#### Passage shown:
☆ ☆ ☆ ☆ ☆

The problem of rising prices is the latest worry for the global economy, causing hardship for billions of people. Why is this happening and what can be done to prevent things spiraling out of control?
Inflation, which for a few decades many economists felt had finally been tamed by the use of sophisticated modern monetary policies, is back in the news because prices are rising in the United States at the fastest rate since 1982.
Rising prices spook everyone, from consumers, to economists, to bankers, to politicians, in part because inflation causes regular people to become rapidly unhappy with the status of their own lives due to the increased cost of everyday items.
A recent Gallup survey of people making less than $100,000 a year in the US found that “47% of these households [are] reporting hardship due to increased consumer prices,” according to CNBC.
That’s a lot of unhappy people, as the median household income in the US is around $68,000 per year.
There are several things happening that have combined to create this inflationary environment.
Generally, inflation is caused by too much money chasing too few goods and services in the marketplace.
The result is that prices start to accelerate rapidly.
The world central banks, led by the US Federal Reserve, have injected an unprecedented amount of money into world economies, as a way of combating the expected economic downturn caused by the Covid-19 lockdowns.
Contributing to that rise in the US were the massive financial stimulus measures that were enacted first by President Trump and then by President Biden that put huge amounts of money directly into bank accounts.

☆ ☆ ☆ ☆ ☆

#### Supplied information:
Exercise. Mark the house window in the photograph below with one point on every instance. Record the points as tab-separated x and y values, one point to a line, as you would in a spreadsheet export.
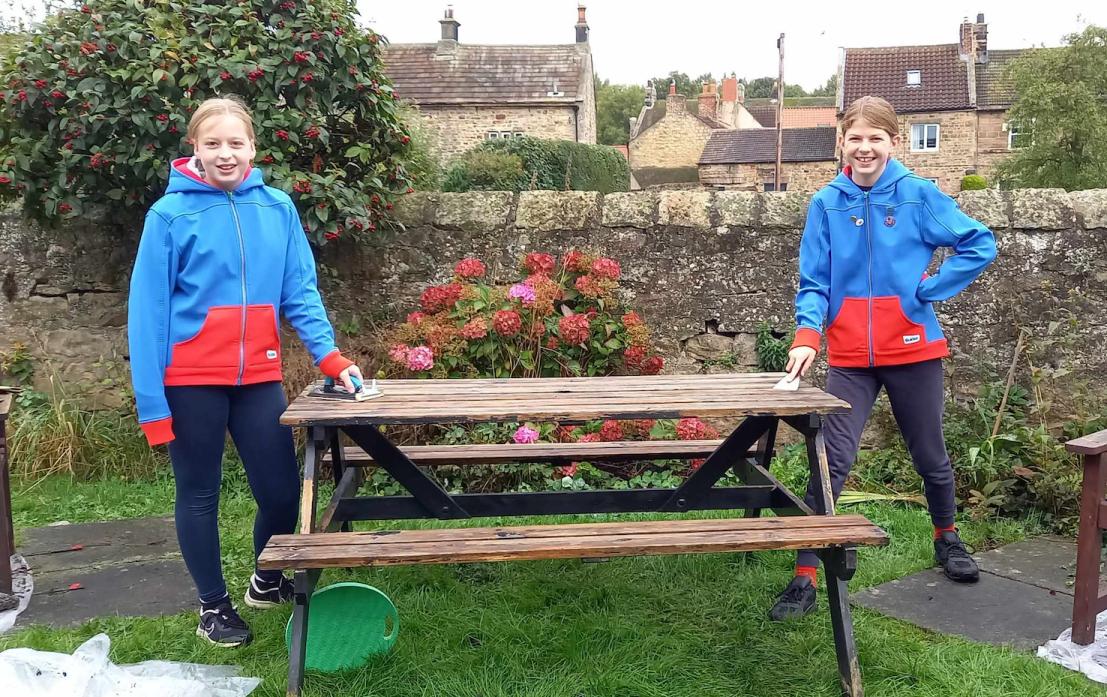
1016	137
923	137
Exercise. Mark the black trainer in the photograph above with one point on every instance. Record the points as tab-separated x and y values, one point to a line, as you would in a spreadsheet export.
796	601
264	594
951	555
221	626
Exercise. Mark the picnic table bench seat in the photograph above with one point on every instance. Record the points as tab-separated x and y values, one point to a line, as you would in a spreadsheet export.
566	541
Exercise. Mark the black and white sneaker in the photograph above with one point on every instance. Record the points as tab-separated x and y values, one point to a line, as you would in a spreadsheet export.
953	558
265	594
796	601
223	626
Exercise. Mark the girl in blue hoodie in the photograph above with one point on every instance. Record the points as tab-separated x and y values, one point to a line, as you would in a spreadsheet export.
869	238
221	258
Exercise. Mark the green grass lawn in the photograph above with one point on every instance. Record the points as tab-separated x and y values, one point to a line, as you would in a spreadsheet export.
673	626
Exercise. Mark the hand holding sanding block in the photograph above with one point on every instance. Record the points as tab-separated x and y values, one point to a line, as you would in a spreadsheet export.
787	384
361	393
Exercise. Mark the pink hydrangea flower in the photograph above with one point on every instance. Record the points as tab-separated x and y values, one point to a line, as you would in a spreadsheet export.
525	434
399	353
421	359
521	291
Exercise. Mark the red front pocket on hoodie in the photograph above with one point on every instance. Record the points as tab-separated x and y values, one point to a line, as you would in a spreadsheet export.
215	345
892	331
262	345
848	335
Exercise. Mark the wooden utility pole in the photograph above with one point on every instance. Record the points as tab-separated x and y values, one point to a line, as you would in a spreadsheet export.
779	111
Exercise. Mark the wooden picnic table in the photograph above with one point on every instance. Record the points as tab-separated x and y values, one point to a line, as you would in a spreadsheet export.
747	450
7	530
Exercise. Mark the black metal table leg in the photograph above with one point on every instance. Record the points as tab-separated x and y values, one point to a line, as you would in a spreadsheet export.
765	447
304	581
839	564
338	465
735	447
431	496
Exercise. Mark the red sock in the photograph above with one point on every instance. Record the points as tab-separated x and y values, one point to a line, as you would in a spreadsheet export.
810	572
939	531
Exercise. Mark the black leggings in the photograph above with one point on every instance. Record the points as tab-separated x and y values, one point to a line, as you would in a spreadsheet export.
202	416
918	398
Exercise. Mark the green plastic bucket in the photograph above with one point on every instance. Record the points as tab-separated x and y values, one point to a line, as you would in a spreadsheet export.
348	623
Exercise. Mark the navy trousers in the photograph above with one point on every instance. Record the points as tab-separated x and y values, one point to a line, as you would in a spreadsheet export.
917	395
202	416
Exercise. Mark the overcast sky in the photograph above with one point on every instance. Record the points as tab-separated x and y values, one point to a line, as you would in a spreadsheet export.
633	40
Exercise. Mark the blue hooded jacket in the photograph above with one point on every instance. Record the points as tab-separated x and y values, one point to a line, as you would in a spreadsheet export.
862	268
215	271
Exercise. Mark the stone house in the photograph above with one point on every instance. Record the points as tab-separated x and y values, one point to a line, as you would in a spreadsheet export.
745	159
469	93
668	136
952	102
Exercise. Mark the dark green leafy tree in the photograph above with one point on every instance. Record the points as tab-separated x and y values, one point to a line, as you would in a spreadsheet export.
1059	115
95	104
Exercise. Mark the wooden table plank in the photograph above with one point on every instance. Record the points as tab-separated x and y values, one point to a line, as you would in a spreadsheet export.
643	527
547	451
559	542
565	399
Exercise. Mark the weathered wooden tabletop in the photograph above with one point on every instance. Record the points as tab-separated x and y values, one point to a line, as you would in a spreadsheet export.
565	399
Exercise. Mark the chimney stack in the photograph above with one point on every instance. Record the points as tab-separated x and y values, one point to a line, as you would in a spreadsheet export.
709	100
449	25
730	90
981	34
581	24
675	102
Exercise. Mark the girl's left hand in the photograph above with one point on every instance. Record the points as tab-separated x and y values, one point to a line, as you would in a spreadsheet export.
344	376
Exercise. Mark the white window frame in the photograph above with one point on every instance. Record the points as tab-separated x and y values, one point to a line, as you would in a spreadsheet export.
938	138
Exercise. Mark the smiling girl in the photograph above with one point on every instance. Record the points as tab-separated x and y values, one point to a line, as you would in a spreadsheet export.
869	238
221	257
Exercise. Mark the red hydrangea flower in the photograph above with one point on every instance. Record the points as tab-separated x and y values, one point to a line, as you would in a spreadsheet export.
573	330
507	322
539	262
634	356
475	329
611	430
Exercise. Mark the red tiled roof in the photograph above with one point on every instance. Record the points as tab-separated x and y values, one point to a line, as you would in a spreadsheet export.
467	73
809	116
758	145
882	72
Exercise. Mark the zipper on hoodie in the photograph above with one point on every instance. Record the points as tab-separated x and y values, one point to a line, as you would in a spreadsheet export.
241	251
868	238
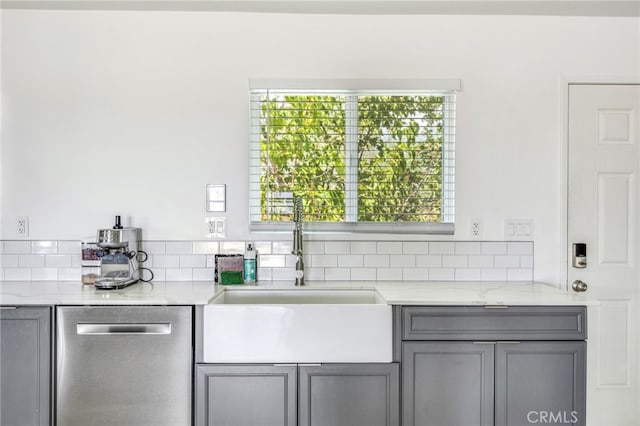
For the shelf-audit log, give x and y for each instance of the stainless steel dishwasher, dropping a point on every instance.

☆ ☆ ☆ ☆ ☆

#### Things to do:
A - Please pull out the passage of the inflation article between "A recent Gallup" and "around $68,000 per year.", inclusive, copying it word for word.
B - Write the next part of the inflation article, starting right after its final sentence.

#### Answers below:
A -
A recent Gallup survey of people making less than $100,000 a year in the US found that “47% of these households [are] reporting hardship due to increased consumer prices,” according to CNBC.
That’s a lot of unhappy people, as the median household income in the US is around $68,000 per year.

B -
In the US alone, money supply rose $5.7 trillion or 38%, from near $15.5 trillion to over $21 trillion in a little more than a year, at a time when the economy wasn’t making any money.
That $5.7 trillion has finally found its way into the economy and is now chasing a limited amount of goods and services prices upward, hence the rapid rise in inflation.
No, not quite.
The inflation we are experiencing now is also a consequence of not having the robust worldwide supply chain that we have come to depend on over the past few decades.
“Manufacturers, farmers, restaurants and retailers relied on what they needed to be delivered ‘just in time.’ They got just what they needed, just when they needed it; this kept down their inventory costs and made the economic machine as efficient as possible,” said the American Farm Bureau.
For several decades that system helped keep prices low and inflation at bay.
The Covid quarantines – and global decoupling from China – broke this worldwide machine and the supply chain that used to keep prices down is now contributing to higher prices, because it’s either producing or delivering too few goods and services.
And, finally, in what’s known as “death spiral inflation,” workers are agitating for higher wages to keep pace with inflation, which, when granted, contribute to higher inflation as rising labor costs have to be figured into prices for goods and services. This is repeated ad infinitum until the economy collapses – unless measures are taken to cool it off.
In order to tame rising prices, world central bankers, led by the US Federal Reserve, will try to cut off or moderate the flow of new money into economies mostly by raising interest rates.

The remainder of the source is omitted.